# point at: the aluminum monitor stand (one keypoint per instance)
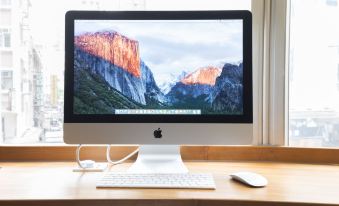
(158, 159)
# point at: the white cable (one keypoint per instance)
(108, 157)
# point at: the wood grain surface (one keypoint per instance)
(54, 183)
(230, 153)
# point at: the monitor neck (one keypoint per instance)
(158, 159)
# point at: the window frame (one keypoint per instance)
(270, 76)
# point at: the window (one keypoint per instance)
(5, 38)
(314, 73)
(6, 80)
(32, 108)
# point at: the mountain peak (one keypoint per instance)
(205, 75)
(112, 47)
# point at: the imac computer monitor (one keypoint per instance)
(158, 77)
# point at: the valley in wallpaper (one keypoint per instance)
(116, 70)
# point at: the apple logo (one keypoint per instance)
(157, 133)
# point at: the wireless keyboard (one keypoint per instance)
(186, 180)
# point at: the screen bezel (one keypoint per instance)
(71, 16)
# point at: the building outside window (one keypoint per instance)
(33, 33)
(313, 73)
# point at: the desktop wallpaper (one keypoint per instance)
(183, 66)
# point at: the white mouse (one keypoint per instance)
(250, 178)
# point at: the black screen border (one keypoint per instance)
(246, 16)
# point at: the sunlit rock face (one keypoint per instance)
(112, 47)
(206, 75)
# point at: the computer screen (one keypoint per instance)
(173, 71)
(158, 67)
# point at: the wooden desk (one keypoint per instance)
(54, 183)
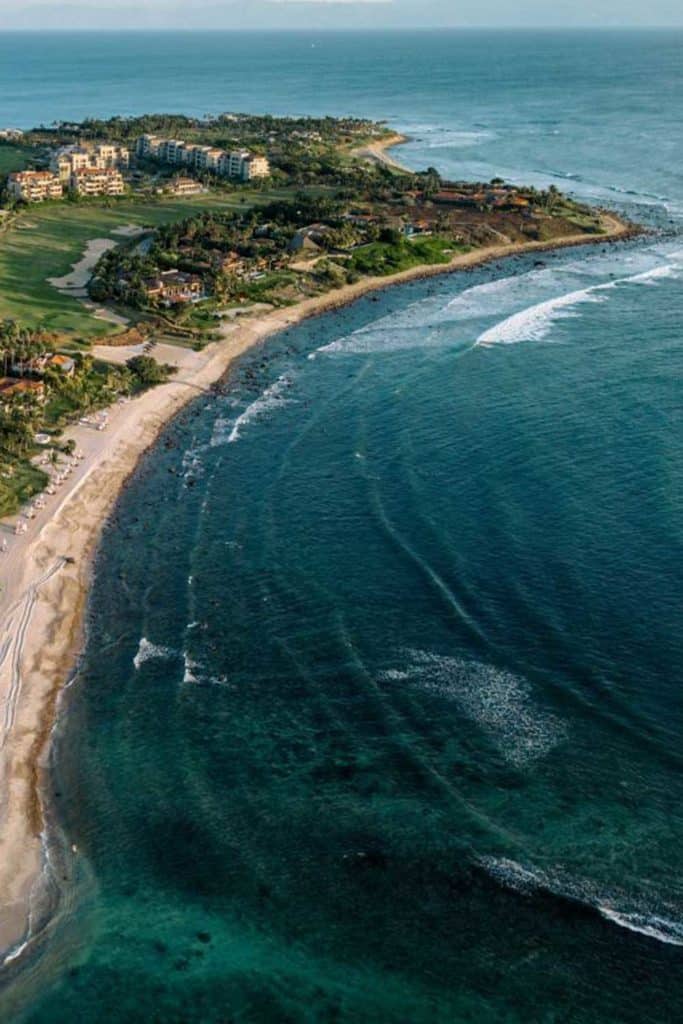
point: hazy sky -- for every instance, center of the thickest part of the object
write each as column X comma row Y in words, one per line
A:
column 334, row 13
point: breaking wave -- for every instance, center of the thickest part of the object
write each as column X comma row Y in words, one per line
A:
column 502, row 704
column 147, row 650
column 521, row 879
column 272, row 397
column 535, row 322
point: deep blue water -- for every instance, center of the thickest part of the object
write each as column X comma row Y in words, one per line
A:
column 380, row 713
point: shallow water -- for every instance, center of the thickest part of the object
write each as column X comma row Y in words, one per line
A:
column 380, row 713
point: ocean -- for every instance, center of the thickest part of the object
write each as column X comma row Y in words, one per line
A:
column 379, row 717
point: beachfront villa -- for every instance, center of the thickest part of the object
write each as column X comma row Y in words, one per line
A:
column 104, row 156
column 184, row 186
column 174, row 287
column 241, row 165
column 97, row 181
column 12, row 388
column 34, row 186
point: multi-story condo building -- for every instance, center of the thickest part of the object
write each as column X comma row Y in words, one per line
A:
column 97, row 181
column 170, row 150
column 241, row 164
column 108, row 155
column 254, row 167
column 70, row 159
column 146, row 146
column 34, row 186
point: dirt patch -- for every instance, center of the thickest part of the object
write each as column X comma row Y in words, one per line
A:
column 75, row 282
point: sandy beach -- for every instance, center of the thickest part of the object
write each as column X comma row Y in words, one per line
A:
column 45, row 573
column 378, row 153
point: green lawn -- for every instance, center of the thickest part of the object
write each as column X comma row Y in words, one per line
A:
column 14, row 158
column 46, row 240
column 385, row 258
column 26, row 481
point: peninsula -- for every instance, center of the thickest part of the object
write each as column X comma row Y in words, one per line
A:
column 138, row 258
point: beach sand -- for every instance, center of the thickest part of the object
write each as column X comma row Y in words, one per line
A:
column 44, row 595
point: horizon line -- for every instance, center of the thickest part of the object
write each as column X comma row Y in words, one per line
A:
column 351, row 31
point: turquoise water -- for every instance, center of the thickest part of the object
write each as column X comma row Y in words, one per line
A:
column 380, row 713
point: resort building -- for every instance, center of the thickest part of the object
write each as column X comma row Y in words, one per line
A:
column 146, row 147
column 241, row 165
column 254, row 167
column 105, row 156
column 11, row 388
column 93, row 181
column 184, row 186
column 63, row 364
column 174, row 287
column 34, row 186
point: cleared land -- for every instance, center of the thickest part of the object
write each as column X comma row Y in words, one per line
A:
column 46, row 241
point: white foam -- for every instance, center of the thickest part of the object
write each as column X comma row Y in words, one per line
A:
column 147, row 650
column 536, row 322
column 272, row 397
column 653, row 926
column 190, row 668
column 501, row 702
column 527, row 880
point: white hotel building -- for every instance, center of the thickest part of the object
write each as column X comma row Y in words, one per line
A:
column 241, row 165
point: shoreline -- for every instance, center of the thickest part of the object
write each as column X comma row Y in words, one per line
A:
column 43, row 605
column 379, row 153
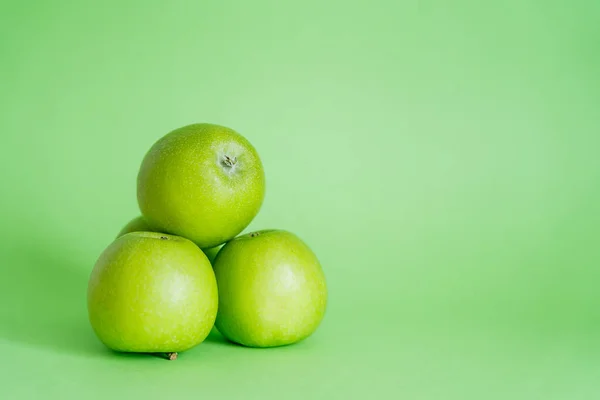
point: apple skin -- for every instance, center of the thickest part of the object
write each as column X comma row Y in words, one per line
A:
column 152, row 293
column 139, row 224
column 272, row 289
column 204, row 182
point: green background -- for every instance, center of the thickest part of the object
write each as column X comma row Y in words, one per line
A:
column 440, row 157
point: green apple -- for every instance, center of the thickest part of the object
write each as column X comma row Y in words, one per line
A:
column 152, row 293
column 204, row 182
column 272, row 290
column 139, row 224
column 212, row 252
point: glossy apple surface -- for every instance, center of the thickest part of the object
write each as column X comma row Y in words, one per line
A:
column 204, row 182
column 139, row 224
column 152, row 293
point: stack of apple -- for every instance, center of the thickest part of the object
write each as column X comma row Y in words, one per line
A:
column 180, row 268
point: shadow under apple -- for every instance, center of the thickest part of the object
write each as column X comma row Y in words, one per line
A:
column 43, row 297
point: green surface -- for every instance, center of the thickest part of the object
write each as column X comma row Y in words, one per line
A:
column 440, row 157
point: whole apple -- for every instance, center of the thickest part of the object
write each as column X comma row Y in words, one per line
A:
column 272, row 290
column 152, row 293
column 139, row 224
column 204, row 182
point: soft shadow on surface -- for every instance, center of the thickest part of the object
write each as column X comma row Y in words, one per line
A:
column 43, row 297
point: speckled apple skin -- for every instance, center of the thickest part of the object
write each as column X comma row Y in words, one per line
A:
column 149, row 294
column 139, row 224
column 272, row 289
column 204, row 182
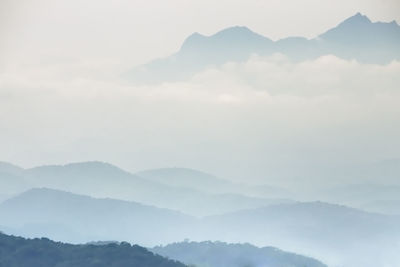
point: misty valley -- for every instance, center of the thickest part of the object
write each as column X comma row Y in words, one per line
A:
column 191, row 217
column 287, row 152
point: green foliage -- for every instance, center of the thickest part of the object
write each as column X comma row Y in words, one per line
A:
column 20, row 252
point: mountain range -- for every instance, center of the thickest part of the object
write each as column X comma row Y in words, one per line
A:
column 21, row 252
column 356, row 38
column 104, row 180
column 220, row 254
column 333, row 233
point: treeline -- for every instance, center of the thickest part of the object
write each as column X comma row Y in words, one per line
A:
column 21, row 252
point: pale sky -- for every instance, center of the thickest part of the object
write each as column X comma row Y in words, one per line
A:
column 139, row 30
column 61, row 99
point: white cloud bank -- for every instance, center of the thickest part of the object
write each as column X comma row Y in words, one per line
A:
column 252, row 120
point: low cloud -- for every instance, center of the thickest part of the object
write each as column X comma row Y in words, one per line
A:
column 254, row 115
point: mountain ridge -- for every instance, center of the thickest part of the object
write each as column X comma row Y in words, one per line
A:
column 355, row 38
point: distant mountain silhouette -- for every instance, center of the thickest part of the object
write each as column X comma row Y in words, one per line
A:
column 21, row 252
column 219, row 254
column 104, row 180
column 79, row 219
column 355, row 38
column 335, row 234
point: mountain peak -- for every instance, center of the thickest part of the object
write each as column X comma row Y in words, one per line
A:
column 358, row 18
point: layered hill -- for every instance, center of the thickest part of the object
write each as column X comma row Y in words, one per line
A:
column 79, row 219
column 21, row 252
column 104, row 180
column 220, row 254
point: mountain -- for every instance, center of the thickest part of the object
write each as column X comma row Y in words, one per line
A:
column 102, row 180
column 338, row 235
column 371, row 197
column 355, row 38
column 220, row 254
column 21, row 252
column 76, row 218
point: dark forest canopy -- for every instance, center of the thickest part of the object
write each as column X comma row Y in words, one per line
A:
column 21, row 252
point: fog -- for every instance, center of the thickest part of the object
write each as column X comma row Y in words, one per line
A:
column 246, row 121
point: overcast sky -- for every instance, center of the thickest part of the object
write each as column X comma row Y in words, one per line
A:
column 139, row 30
column 61, row 99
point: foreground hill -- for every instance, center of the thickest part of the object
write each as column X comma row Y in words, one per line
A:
column 355, row 38
column 79, row 219
column 219, row 254
column 20, row 252
column 338, row 235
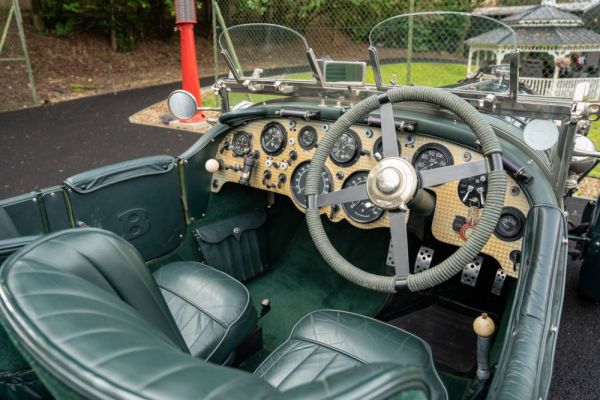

WRITTEN REQUEST => List every line of the rows above that contains the word "wallpaper".

RESPONSE =>
# point at: the valley in wallpaper (one keypoint per instance)
# point at: the desktop wallpaper (one keypoint per instance)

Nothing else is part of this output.